--- Excerpt ---
-.-.-

I was at the AMREP Honours information night, and I walked around and had talked to some cardiovascular people and nothing had really grabbed my attention so I was a bit disappointed. I did one last walk around, and I came across Melinda Coughlan, who is now my supervisor, and she was doing diabetes research which I’ve always had a weird fascination with. After talking to Melinda about her work, which I found very interesting, I asked to see meet up with her again. When we met for the second time we spoke for close to an hour. Her research seemed very interesting and she was lovely. So I met with her again and met some of her students and saw what they were doing and was pretty much sold from there.

What boxes did you want to tick when it came to choosing your Honours project?

There were three main boxes to tick when searching for the right Honours project for me. I was lucky because I know a few people in academia and my partner has done Honours and is currently undertaking his PhD so I got some good advice along the way.

The first box I think was the most important. I needed to get along with my supervisor. It was the main piece of advice I had received, so it kept coming back to me when I was looking for a project.

The second box was that I needed to be interested in the project - obviously.

Box three was the most difficult to figure out. I wanted a project that I was going to get skills out of at the end of it. In my undergrad studies, I hadn’t done a whole lot of lab work. I wanted a project that would help me pick up some of those skills.

It was something I wasn’t entirely sure how to go about, but after I met Melinda, it all fell into place.

Do you have an idea what you’re thinking of post Honours?

All throughout undergrad I’ve just studied things that interest me and that has worked out well so far.

If I like doing research this year then great, I will keep doing research. However, if I’m not totally into it I might think about studying medicine or doing something else – who knows!

Sometimes things don’t always go to plan in the labs. How are you going to handle these potential hiccups?

I’m prepared for the fact that I may not get the results that I was hoping for. Melinda said at least 50% of research doesn’t work, or it doesn’t work the way you think it’s going to. But I have confidence in her and my co-supervisor that if things aren’t going right its fine we will just keep going and try new things.

-.-.-

--- Information shown ---
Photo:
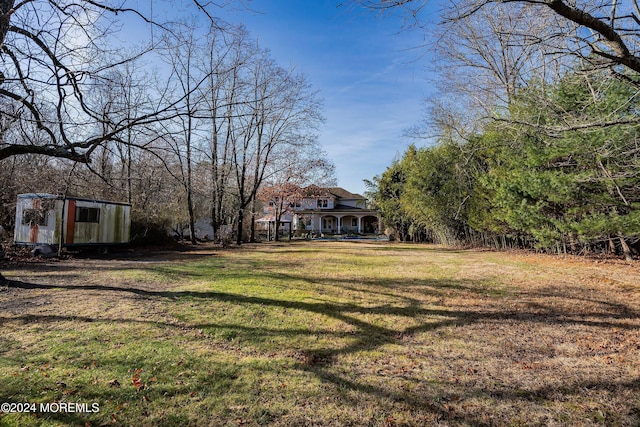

-.-.-

--- Exercise tasks ---
- 1) In the Honours project interview, which of the three boxes does the student call the most important?
- 2) Extract the passage of the Honours project interview starting at "There were three" and ending at "for a project.", word for word.
- 3) Write what comes next in the Honours project interview, picking up after its last sentence.
The material has nothing to do with these tasks.

--- Answers to each task ---
- 1) Getting along with the supervisor.

- 2)
There were three main boxes to tick when searching for the right Honours project for me. I was lucky because I know a few people in academia and my partner has done Honours and is currently undertaking his PhD so I got some good advice along the way.

The first box I think was the most important. I needed to get along with my supervisor. It was the main piece of advice I had received, so it kept coming back to me when I was looking for a project.

- 3)
One thing I have thought about a lot is the fact that a lot of negative research isn’t published. If your experiment doesn’t work, your research often isn’t published. I don’t think that’s a good thing.
If 20 people get that same negative result on an experiment and then the 21st person comes along and can’t find any literature and does the experiment again and gets the same result, it’s a waste of time. We’ve already figured out that it doesn’t work.

Maybe one day in 30 years, I’ll start a journal for research that doesn’t work.

What are you looking forward to most?

In the third year cardiovascular unit that originally got me really interested, I had to write a sizeable essay. Throughout the process of writing the essay, I was reading a lot of papers and I found it really exciting when I had enough information in my head that I started finding connections between things.

It came to that moment where it felt that I was actually doing real research.

I remember having a pharmacology lecture and they were talking about oxidative stress and nitric oxide, and I was reading about that in my essay, in a completely different unit. It became a whole part of the essay just by chance that I had that lecture in a different unit at the right time.

That whole process convinced me that research is an exciting thing to pursue. Being the person who is reading all that information, and being that person who is making those connections is exciting.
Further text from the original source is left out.